Could you reproduce each of the rows below word for word, without changing anything?

(Annotated coordinate records)
>> Begin
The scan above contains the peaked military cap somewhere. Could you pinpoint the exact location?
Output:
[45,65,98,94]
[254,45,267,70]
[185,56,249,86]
>> End
» **RESPONSE**:
The scan above contains the peaked military cap somewhere. Could you pinpoint the exact location?
Output:
[45,65,98,94]
[254,45,267,70]
[185,56,249,86]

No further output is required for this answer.